4. ML's intangible assets were taxable. The method for measuring the value of intangible assets uses a forward-looking analysis. Where a company operated or whether it was reliable years before its sale does not matter as much as the company's scope and reliability immediately preceding the sale. The record in this case showed connections between Michigan and ML both before the sale and as a potential future growth market. ML had a business presence in Michigan for many years before the sale to Vectren, and Michigan remained a target for ML given ML's existing customers and planned market growth at the time of the sale. Accordingly, the fact that ML's net income during the short year was much greater than in previous years did not support the conclusion that the sales factor itself did not fairly represent the extent of ML's business activity in Michigan.

▸ **SOURCE EXCERPT**
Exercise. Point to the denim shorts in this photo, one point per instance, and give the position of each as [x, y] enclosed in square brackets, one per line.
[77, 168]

▸ **WHAT TO DO**
Reproduce the passage on ML's intangible assets word for word, starting at the words "4. ML's intangible" and ending after "activity in Michigan.".

▸ **THE OUTPUT**
4. ML's intangible assets were taxable. The method for measuring the value of intangible assets uses a forward-looking analysis. Where a company operated or whether it was reliable years before its sale does not matter as much as the company's scope and reliability immediately preceding the sale. The record in this case showed connections between Michigan and ML both before the sale and as a potential future growth market. ML had a business presence in Michigan for many years before the sale to Vectren, and Michigan remained a target for ML given ML's existing customers and planned market growth at the time of the sale. Accordingly, the fact that ML's net income during the short year was much greater than in previous years did not support the conclusion that the sales factor itself did not fairly represent the extent of ML's business activity in Michigan.